--- WHAT YOU WILL DO ---
Rewrite the records with every "low-vision user" renamed to "visually impaired user" and all other text unchanged. Leave the pictures out of your answer.

******

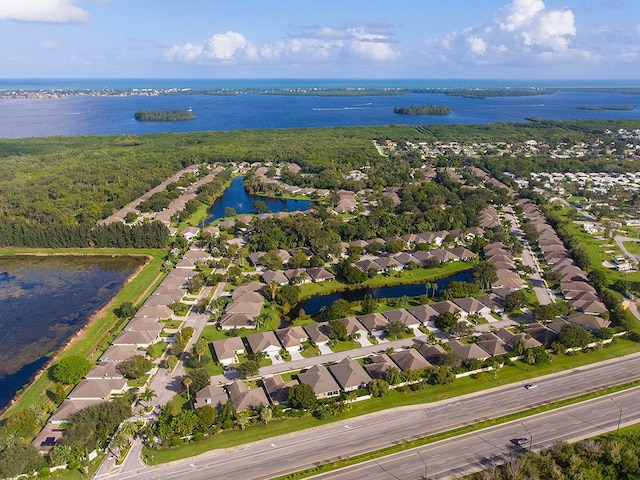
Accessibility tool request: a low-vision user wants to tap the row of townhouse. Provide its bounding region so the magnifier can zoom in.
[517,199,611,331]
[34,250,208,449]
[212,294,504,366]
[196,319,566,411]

******

--- REPLY TO THE TASK ---
Accessibility tool request: a visually impaired user wants to tap the row of townhouse. Provide its bounding region so the magnifier can zoom in.
[517,199,611,331]
[34,250,208,449]
[212,294,504,366]
[196,319,566,411]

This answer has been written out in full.